EXTRACT TO READ:
>>>>>

I have just read the recent post on the Chinese swordsman versus the Japanese swordsman, which got into a good discussion concerning Chinese swords versus Japanese swords.

I have written an article on this topic:
http://chineseswords.freewebspace.com/contact.html



I have also posted some new pics of an antique Chinese jian at:
http://chineseswords.freewebspace.com/photo6.html


And other new pics of the laminated construction and heat-treatment effects of a Chinese jian at:
http://chineseswords.freewebspace.com/custom.html


My main website on Chinese swords at http://thomaschen.freewebspace.com is unavailable for access til 1st September. I would seriously recommend to everyone seeking info on the history and technical development of Chinese swords to visit this website next month.




Cheers
Thomas Chen

Thomas Chen
08-22-2002, 03:17 AM
To the Top...

neito
08-22-2002, 03:58 AM
this one is actually as reasonable topic, unlike the swordsman vs. swordsman one which was impossable.

Cipher
08-22-2002, 07:11 AM
Originally posted by Thomas Chen
Hi guys
I have been away for a couple of months......Been busy with travelling and work.

I have just read the recent post on the Chinese swordsman versus the Japanese swordsman, which got into a good discussion concerning Chinese swords versus Japanese swords.

<<<<<

Point annotation dataset entries
>>>>>

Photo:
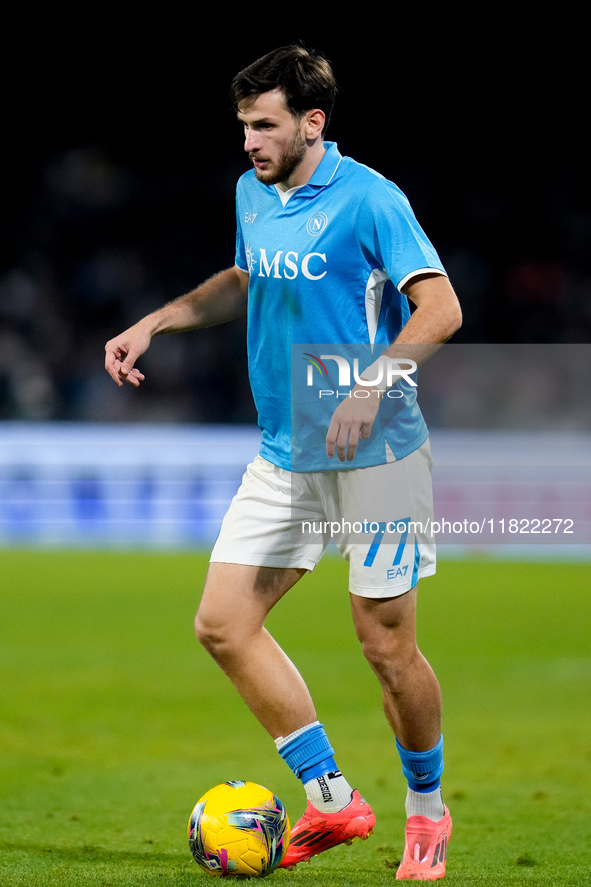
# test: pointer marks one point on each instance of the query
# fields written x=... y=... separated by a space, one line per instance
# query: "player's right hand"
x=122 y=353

<<<<<

OBJECTIVE 1:
Reproduce the forum post on Chinese swords, everything from "My main website" down to "To the Top...".
OBJECTIVE 2:
Report each line of the entries that contains the word "instance".
The forum post and the entries have nothing to do with each other.

WORKED ANSWER 1:
My main website on Chinese swords at http://thomaschen.freewebspace.com is unavailable for access til 1st September. I would seriously recommend to everyone seeking info on the history and technical development of Chinese swords to visit this website next month.




Cheers
Thomas Chen

Thomas Chen
08-22-2002, 03:17 AM
To the Top...

WORKED ANSWER 2:
# test: pointer marks one point on each instance of the query
# fields written x=... y=... separated by a space, one line per instance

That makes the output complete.